### SET TASK
Rewrite these lines as a numbered list, one line per number, and leave out the blank lines.

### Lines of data
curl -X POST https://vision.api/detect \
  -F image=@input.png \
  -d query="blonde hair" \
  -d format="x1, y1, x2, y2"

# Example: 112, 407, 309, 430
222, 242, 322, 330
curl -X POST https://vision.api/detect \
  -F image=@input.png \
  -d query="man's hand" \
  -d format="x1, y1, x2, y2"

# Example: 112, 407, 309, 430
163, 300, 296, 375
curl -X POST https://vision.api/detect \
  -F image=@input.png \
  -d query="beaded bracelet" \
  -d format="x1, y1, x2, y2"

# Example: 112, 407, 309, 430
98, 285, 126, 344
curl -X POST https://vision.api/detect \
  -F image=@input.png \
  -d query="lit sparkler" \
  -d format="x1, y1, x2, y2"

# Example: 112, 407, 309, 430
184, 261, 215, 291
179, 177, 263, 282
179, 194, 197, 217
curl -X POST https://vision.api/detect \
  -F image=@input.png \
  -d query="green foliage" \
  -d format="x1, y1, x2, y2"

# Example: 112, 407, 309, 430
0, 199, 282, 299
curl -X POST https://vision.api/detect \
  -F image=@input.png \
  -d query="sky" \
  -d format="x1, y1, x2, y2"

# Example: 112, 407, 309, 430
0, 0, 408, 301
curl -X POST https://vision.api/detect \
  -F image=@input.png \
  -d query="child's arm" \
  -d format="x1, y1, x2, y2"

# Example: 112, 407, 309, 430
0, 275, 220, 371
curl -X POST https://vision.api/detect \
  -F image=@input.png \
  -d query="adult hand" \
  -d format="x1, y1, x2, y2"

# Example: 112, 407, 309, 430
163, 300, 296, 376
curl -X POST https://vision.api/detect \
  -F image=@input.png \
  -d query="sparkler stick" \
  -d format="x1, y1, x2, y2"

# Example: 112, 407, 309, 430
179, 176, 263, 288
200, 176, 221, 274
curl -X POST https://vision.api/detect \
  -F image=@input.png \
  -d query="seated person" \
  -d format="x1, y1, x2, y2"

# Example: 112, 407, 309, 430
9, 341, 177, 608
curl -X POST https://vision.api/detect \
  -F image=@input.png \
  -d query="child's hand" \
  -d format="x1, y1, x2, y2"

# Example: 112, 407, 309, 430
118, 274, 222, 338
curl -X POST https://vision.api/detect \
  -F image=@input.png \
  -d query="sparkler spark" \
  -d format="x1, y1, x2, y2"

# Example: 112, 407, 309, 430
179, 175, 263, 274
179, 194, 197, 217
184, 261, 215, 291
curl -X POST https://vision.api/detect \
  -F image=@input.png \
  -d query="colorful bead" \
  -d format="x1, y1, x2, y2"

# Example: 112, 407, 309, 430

### SOLUTION TO THIS TASK
1. curl -X POST https://vision.api/detect \
2.   -F image=@input.png \
3.   -d query="blonde hair" \
4.   -d format="x1, y1, x2, y2"
5. # Example: 112, 407, 309, 430
6. 222, 242, 322, 330
7. curl -X POST https://vision.api/detect \
8.   -F image=@input.png \
9.   -d query="man's hand" \
10.   -d format="x1, y1, x2, y2"
11. # Example: 112, 407, 309, 430
12. 163, 300, 296, 375
13. curl -X POST https://vision.api/detect \
14.   -F image=@input.png \
15.   -d query="beaded bracelet" \
16.   -d format="x1, y1, x2, y2"
17. # Example: 112, 407, 309, 430
18. 98, 285, 126, 344
19. curl -X POST https://vision.api/detect \
20.   -F image=@input.png \
21.   -d query="lit sparkler" \
22.   -d format="x1, y1, x2, y2"
23. # Example: 112, 407, 309, 430
24. 184, 261, 215, 291
25. 179, 177, 263, 282
26. 179, 194, 197, 217
27. curl -X POST https://vision.api/detect \
28.   -F image=@input.png \
29.   -d query="green foliage" \
30.   -d format="x1, y1, x2, y2"
31. # Example: 112, 407, 309, 430
32. 0, 199, 282, 299
33. curl -X POST https://vision.api/detect \
34.   -F image=@input.png \
35.   -d query="sky" \
36.   -d format="x1, y1, x2, y2"
37. # Example: 112, 407, 309, 430
38. 0, 0, 408, 301
39. curl -X POST https://vision.api/detect \
40.   -F image=@input.png \
41.   -d query="child's arm" \
42.   -d format="x1, y1, x2, y2"
43. # Example: 112, 407, 309, 430
44. 0, 275, 220, 371
45. curl -X POST https://vision.api/detect \
46.   -F image=@input.png \
47.   -d query="adult hand" \
48.   -d format="x1, y1, x2, y2"
49. # Example: 112, 407, 309, 430
50. 163, 300, 296, 376
51. curl -X POST https://vision.api/detect \
52.   -F image=@input.png \
53.   -d query="sparkler stick" \
54.   -d format="x1, y1, x2, y2"
55. # Example: 112, 407, 309, 430
56. 179, 176, 263, 288
57. 200, 176, 221, 274
58. curl -X POST https://vision.api/detect \
59.   -F image=@input.png \
60.   -d query="seated person" \
61.   -d format="x1, y1, x2, y2"
62. # Example: 112, 407, 309, 430
63. 9, 341, 177, 608
64. curl -X POST https://vision.api/detect \
65.   -F image=@input.png \
66.   -d query="child's hand" \
67.   -d format="x1, y1, x2, y2"
68. # Example: 112, 407, 309, 430
69. 118, 274, 222, 338
70. curl -X POST https://vision.api/detect \
71.   -F image=@input.png \
72.   -d query="sparkler spark" \
73.   -d format="x1, y1, x2, y2"
74. # Example: 112, 407, 309, 430
75. 179, 175, 263, 274
76. 179, 194, 197, 217
77. 184, 261, 215, 291
78. curl -X POST https://vision.api/detect \
79.   -F image=@input.png \
80.   -d query="colorful bead" \
81.   -d format="x1, y1, x2, y2"
82. # Example: 112, 407, 309, 430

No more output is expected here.